### WHAT IS BEING ASKED
Within the records, find every line that includes the word "yellow" and copy it.

### DATASET EXTRACT
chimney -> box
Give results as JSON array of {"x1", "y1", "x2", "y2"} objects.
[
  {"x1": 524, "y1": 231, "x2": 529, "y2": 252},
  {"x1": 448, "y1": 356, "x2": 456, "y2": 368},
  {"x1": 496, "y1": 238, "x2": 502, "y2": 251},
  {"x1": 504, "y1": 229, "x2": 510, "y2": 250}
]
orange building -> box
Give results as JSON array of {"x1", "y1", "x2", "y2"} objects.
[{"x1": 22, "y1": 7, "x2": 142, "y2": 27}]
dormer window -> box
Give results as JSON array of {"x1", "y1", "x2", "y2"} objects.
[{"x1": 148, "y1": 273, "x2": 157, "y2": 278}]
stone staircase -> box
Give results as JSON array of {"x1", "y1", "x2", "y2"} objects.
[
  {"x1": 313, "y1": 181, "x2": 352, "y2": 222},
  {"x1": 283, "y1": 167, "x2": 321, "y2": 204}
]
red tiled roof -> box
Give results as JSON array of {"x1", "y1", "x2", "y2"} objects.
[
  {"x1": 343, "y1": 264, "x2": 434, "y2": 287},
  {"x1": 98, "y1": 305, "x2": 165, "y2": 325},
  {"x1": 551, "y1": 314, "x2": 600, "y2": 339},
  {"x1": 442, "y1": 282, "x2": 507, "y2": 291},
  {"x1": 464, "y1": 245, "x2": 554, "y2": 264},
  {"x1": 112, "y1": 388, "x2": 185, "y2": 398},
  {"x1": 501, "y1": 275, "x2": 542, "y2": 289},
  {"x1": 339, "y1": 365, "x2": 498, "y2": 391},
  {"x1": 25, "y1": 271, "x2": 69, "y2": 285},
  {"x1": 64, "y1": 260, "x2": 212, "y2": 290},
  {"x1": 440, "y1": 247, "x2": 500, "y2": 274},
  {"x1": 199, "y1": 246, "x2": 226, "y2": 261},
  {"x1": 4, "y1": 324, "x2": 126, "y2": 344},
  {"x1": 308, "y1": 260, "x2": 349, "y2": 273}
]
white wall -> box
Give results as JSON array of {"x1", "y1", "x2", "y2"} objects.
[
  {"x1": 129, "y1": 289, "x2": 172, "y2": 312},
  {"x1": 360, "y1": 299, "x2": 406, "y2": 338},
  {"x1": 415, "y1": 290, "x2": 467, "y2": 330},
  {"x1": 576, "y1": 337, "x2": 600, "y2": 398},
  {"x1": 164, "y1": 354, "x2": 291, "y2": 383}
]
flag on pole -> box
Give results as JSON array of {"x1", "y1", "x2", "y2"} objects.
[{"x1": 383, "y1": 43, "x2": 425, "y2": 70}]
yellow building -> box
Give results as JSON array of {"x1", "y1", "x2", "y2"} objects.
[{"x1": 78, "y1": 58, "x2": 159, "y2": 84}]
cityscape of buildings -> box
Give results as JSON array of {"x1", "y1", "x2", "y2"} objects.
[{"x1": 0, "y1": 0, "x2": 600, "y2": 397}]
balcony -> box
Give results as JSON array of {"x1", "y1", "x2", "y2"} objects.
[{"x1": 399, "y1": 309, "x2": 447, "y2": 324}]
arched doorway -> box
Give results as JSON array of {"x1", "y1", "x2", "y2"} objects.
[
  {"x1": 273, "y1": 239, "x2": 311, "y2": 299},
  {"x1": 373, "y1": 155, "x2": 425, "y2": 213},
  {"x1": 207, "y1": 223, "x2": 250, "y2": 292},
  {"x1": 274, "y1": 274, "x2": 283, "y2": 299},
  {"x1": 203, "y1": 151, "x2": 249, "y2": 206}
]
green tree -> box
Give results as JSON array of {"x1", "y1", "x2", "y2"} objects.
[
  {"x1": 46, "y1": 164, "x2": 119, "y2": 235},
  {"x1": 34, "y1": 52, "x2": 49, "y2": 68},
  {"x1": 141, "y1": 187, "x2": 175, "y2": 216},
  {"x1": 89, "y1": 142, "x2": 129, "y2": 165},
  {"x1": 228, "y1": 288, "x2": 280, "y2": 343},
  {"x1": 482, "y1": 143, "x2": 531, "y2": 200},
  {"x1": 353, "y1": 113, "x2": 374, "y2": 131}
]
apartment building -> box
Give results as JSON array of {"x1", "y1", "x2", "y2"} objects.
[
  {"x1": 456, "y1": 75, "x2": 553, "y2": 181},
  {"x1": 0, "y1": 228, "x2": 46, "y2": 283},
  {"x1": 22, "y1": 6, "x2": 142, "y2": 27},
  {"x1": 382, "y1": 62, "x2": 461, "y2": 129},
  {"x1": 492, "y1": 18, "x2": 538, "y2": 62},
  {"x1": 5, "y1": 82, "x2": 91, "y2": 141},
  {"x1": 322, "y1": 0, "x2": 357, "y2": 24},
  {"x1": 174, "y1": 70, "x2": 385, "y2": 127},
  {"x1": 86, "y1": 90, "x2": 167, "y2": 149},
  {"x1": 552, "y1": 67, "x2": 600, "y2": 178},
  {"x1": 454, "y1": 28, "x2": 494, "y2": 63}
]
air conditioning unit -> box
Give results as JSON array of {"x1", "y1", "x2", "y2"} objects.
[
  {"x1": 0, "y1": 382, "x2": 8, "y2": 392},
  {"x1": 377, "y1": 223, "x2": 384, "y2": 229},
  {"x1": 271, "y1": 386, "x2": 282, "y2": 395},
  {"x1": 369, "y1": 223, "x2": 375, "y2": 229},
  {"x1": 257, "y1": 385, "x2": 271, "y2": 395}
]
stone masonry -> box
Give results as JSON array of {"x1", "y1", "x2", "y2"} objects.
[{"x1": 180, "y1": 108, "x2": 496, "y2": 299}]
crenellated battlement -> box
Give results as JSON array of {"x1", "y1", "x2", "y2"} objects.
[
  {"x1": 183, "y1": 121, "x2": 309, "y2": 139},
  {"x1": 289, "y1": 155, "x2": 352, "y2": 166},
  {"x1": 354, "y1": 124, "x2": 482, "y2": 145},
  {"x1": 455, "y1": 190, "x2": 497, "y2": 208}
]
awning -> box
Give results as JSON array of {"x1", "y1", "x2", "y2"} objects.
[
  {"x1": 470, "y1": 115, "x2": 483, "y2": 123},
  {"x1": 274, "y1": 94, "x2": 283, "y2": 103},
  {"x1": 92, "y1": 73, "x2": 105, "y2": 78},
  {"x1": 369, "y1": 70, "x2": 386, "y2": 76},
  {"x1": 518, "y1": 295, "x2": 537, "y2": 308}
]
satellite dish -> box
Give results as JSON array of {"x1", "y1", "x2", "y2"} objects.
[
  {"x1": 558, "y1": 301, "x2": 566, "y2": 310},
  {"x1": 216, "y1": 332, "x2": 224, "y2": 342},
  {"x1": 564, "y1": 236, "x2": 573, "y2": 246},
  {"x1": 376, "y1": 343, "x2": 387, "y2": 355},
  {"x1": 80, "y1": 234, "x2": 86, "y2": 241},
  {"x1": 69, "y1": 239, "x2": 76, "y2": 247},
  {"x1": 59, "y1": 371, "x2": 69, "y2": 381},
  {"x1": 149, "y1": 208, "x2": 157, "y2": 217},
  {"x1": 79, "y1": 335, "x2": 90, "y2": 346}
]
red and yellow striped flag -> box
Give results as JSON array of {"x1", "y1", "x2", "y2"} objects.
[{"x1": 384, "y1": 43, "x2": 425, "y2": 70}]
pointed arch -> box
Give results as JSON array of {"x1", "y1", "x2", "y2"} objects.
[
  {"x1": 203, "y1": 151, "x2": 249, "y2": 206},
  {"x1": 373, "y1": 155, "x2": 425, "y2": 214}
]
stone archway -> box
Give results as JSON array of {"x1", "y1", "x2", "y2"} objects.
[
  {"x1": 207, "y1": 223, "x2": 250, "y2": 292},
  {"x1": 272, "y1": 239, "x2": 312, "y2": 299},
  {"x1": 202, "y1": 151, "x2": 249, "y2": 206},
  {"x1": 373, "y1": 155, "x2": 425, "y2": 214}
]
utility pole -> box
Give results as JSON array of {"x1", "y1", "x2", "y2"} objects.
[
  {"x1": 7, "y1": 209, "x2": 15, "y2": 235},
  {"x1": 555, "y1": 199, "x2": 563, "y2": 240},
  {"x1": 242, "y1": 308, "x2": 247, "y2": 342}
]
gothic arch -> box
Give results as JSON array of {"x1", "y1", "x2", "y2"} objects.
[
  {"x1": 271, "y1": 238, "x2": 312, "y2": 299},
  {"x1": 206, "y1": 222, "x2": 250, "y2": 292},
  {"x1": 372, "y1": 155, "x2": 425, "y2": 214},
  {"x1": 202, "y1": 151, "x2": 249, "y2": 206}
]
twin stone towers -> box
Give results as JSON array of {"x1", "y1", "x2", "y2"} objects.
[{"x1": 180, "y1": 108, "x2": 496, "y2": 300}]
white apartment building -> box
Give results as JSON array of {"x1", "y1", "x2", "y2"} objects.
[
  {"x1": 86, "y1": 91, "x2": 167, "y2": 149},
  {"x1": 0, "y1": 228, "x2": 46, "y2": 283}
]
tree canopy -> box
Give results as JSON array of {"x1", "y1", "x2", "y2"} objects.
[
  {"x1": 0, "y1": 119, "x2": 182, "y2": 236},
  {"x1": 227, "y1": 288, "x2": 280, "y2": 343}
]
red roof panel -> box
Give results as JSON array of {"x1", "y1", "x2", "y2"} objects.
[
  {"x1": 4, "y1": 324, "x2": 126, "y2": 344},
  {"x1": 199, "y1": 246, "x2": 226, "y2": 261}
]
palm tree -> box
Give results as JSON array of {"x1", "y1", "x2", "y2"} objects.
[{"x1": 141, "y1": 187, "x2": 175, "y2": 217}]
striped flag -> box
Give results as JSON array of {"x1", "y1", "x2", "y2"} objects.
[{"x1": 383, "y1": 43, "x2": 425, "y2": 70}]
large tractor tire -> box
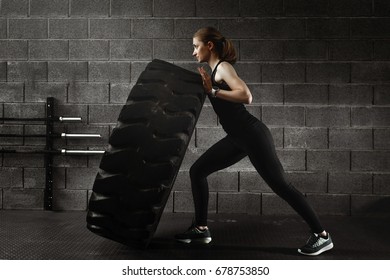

### TASK ANSWER
yellow building -> box
red and yellow striped flag -> box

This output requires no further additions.